Exercise prompt: Type out the data again, word for word and in full.

[Data extracted from a collection]
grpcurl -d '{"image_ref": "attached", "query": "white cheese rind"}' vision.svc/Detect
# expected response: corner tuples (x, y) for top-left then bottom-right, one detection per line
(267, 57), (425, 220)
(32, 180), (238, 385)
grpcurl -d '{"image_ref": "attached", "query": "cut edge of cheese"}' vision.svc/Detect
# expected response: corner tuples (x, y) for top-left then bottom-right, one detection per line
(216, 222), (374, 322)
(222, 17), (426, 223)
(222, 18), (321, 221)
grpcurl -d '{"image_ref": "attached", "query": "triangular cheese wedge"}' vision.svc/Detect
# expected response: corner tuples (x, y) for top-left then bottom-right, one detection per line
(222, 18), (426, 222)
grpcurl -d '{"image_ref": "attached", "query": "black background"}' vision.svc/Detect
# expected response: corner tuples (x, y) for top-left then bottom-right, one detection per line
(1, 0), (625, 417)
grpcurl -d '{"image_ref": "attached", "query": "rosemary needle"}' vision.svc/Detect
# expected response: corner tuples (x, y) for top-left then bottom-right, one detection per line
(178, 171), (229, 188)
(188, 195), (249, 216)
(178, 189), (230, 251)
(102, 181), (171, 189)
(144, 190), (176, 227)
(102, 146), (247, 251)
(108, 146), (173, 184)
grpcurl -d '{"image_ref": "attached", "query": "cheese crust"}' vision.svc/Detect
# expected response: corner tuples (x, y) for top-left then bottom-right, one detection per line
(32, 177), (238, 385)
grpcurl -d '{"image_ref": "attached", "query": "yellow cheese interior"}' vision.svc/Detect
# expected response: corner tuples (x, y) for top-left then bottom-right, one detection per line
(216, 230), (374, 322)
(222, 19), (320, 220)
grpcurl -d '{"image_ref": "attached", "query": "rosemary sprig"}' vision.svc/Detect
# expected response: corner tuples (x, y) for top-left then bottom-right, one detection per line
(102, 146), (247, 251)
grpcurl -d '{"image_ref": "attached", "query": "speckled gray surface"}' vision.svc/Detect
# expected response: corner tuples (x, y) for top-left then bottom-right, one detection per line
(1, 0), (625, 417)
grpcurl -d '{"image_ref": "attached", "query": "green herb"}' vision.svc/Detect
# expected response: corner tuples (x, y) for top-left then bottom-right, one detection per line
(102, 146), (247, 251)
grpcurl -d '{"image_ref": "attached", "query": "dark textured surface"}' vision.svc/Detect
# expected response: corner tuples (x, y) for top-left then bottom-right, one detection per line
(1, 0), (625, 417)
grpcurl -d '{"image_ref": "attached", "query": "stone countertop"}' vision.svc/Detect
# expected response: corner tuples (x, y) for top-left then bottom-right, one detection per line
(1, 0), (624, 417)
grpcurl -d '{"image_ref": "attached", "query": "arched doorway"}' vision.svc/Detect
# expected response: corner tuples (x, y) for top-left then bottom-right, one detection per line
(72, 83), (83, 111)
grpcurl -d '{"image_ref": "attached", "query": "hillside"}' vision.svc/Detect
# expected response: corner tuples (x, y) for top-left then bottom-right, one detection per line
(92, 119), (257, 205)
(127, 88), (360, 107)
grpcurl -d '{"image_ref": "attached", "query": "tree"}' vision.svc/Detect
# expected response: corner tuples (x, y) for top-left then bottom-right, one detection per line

Solution to this exercise:
grpcurl -d '{"image_ref": "attached", "query": "white cheese rind"}' vision.svc/Detect
# expected response: corner tuples (x, y) for top-left then bottom-right, one detection per line
(267, 57), (425, 220)
(32, 180), (238, 385)
grpcurl -d '{"image_ref": "attached", "query": "cut edge of cheese"}' vision.svc/Detect
# expected response: corner tuples (x, y) for top-left then bottom-right, one detection per line
(216, 222), (374, 322)
(222, 17), (426, 223)
(222, 18), (321, 221)
grpcurl -d '{"image_ref": "attached", "query": "triangular cheese wedge"}' vision.svc/Detect
# expected response: corner tuples (x, y) for top-left then bottom-right, one detection per line
(222, 18), (426, 222)
grpcurl -d '{"image_ref": "attached", "query": "black background"}' vision.svc/Detect
# expected response: corner tuples (x, y) for top-left then bottom-right, one detection per line
(1, 0), (625, 417)
grpcurl -d '{"image_ref": "attached", "query": "rosemary needle"}' vision.svc/Detect
# expected response: corner tuples (x, y) for top-left then bottom-right, one detection per line
(178, 171), (229, 188)
(188, 195), (249, 216)
(178, 189), (230, 251)
(102, 181), (171, 189)
(144, 190), (176, 227)
(102, 146), (247, 251)
(108, 146), (173, 184)
grpcurl -d '{"image_ref": "attached", "query": "cheese crust"}' vision.svc/Detect
# expected response: corner tuples (x, y) for top-left then bottom-right, one detection per line
(32, 177), (238, 385)
grpcurl -d '{"image_ref": "attached", "query": "yellow cheese interior"}' vision.svc/Detect
# expected response: corner tuples (x, y) for top-left then bottom-right, one detection per line
(216, 230), (374, 322)
(222, 19), (320, 220)
grpcurl -d '{"image_ref": "attached", "query": "rosemary sprig"}' vision.svc/Detect
# expected response: corner tuples (x, y) for top-left then bottom-right, one detection per line
(102, 146), (247, 251)
grpcurl -d '{"image_ref": "attached", "query": "speckled gray surface"}' vision.svc/Detect
# expected response: corner tuples (x, y) for top-left then bottom-right, one detection per line
(1, 0), (625, 417)
grpcurl -d '{"image_ref": "attached", "query": "green herb"}' vision.svc/Detect
# expected response: corner tuples (x, y) for top-left then bottom-right, one detection per line
(102, 146), (247, 251)
grpcurl -d '{"image_ref": "attached", "query": "dark textured surface"}' vision.svc/Detect
# expected response: corner tuples (x, y) for top-left then bottom-right, one detection per line
(1, 0), (625, 417)
grpcurl -d '{"image_ref": "attached", "query": "stone countertop"}' vision.svc/Detect
# expected response: corner tuples (x, y) for top-left then bottom-right, one detection per line
(1, 0), (624, 417)
grpcurl -d '{"image_ref": "attached", "query": "arched doorway"}' vision.svc/Detect
# expected response: corner tuples (x, y) for top-left then bottom-right, one detection per line
(72, 83), (83, 111)
grpcurl -d '{"image_ref": "attached", "query": "hillside"}' vision.svc/Detect
# expected response: corner tuples (x, y) for top-left then bottom-right, one detection per line
(92, 119), (257, 205)
(127, 88), (360, 107)
grpcurl -d '{"image_ref": "attached", "query": "tree"}' vision.svc/Detect
# expected response: corner tuples (x, y) for top-left then bottom-right, one detection per line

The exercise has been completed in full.